── TEXT BLOCK
# Log Cabin wall moulding



## logcabinheadache (Jan 14, 2009)

Am trying to come up with a way to make a pattern of the horizontal wall logs of my house, as they meet the drywall of the inside walls, so I can cut molding to coutour and block out light and noise from the next room. Have 9' ceilings, so pattern can be made in 2/3 sections, but can't think of anything that will mold then harden to be used as a pattern. Thanks for your help!


----------



## 12penny (Nov 21, 2008)

scribe and cut with jigsaw?


----------



## firehawkmph (Apr 26, 2008)

Log Cabin,
Could you post some pics? I have seen guys route a groove in the logs to accept the drywall. If your studwalls are up already this wouldn't work to easily. You get a good scribing tool and use a piece of 1/4" luan for your pattern. Tack a strip (3-4" wide) on the wall up against your logs, set your scriber up and trace the pattern onto the luan. Cut it out on the bandsaw and you would have a pattern to work with. 
Mike Hawkins


----------



## JoshuaHoffman (Nov 22, 2008)

Hi, True North Log Homes has a great book that includes many details that might help you. I don't work for them but have attended one of their workshops at a trade show and they are very knowledgable and consumer friendly [email protected]
Joshuastrees.net:thumbsup::thumbsup:


----------



## scribbles (Mar 2, 2009)

firehawkmph said:


> Log Cabin,
> Could you post some pics? I have seen guys route a groove in the logs to accept the drywall. If your studwalls are up already this wouldn't work to easily. You get a good scribing tool and use a piece of 1/4" luan for your pattern. Tack a strip (3-4" wide) on the wall up against your logs, set your scriber up and trace the pattern onto the luan. Cut it out on the bandsaw and you would have a pattern to work with.
> Mike Hawkins


 
This I would do, get a good pattern, and carve away. You can also use heavy cardboard; and just cut with a sharp razorblade. You can usually find for free if you look around. Time and patience.


----------



## lacKailey (Sep 28, 2009)

If you are looking for quality custom log homes in the U.S, Canada or Europe, you should consider Brian Moore Log Homes. They build incredible houses.


----------



## woodnthings (Jan 24, 2009)

*Sell him a new log home?*

If you are looking for quality custom log homes in the U.S, Canada or Europe, you should consider Brian Moore Log Homes. They build incredible houses. 
__________________
He just wants to put a moulding up.....hmmmmm... maybe you are advertising here for free? :thumbdown: bill


----------
────
WHAT THIS EXERCISE ASKS:
A: Answer from the log cabin molding thread:
(i) How high are the ceilings in the original poster's house?
(ii) What thickness of luan does firehawkmph suggest for the pattern?
(iii) According to scribbles, what can heavy cardboard be cut with?
B: Print the log cabin molding thread from "Am trying to" up to and including "cut with jigsaw?".
None of the items after this point is needed.
── SUPPLIED INFORMATION
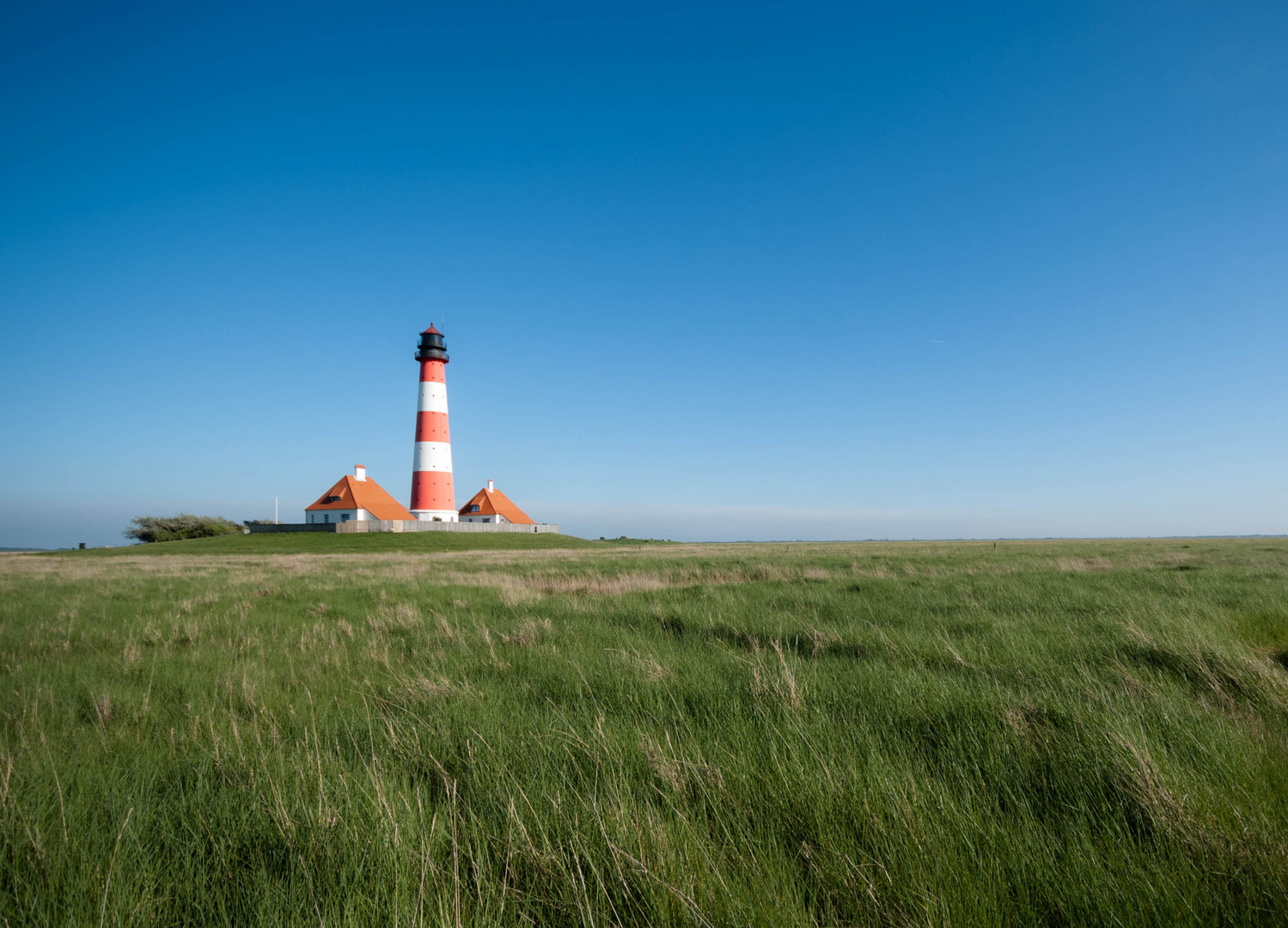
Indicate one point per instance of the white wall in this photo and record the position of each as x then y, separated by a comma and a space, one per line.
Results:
────
── SUPPLIED INFORMATION
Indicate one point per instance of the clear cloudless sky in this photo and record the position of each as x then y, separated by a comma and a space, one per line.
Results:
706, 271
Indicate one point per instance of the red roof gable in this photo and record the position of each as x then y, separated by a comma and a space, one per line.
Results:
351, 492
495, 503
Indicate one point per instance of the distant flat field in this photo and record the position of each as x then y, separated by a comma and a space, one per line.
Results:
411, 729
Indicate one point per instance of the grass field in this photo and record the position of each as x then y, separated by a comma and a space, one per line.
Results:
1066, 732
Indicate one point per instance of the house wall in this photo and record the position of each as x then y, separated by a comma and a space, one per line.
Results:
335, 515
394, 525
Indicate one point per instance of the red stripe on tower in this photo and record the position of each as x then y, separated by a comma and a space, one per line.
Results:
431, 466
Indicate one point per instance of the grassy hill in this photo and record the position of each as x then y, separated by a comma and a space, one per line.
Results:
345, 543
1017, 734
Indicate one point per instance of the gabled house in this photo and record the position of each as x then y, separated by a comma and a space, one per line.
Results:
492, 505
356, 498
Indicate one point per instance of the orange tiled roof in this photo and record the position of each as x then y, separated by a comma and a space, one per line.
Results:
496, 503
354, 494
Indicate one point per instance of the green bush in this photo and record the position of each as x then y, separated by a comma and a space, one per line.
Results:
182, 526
────
PER-TASK OUTPUTS:
A:
(i) 9'
(ii) 1/4"
(iii) A sharp razorblade

B:
Am trying to come up with a way to make a pattern of the horizontal wall logs of my house, as they meet the drywall of the inside walls, so I can cut molding to coutour and block out light and noise from the next room. Have 9' ceilings, so pattern can be made in 2/3 sections, but can't think of anything that will mold then harden to be used as a pattern. Thanks for your help!


----------



## 12penny (Nov 21, 2008)

scribe and cut with jigsaw?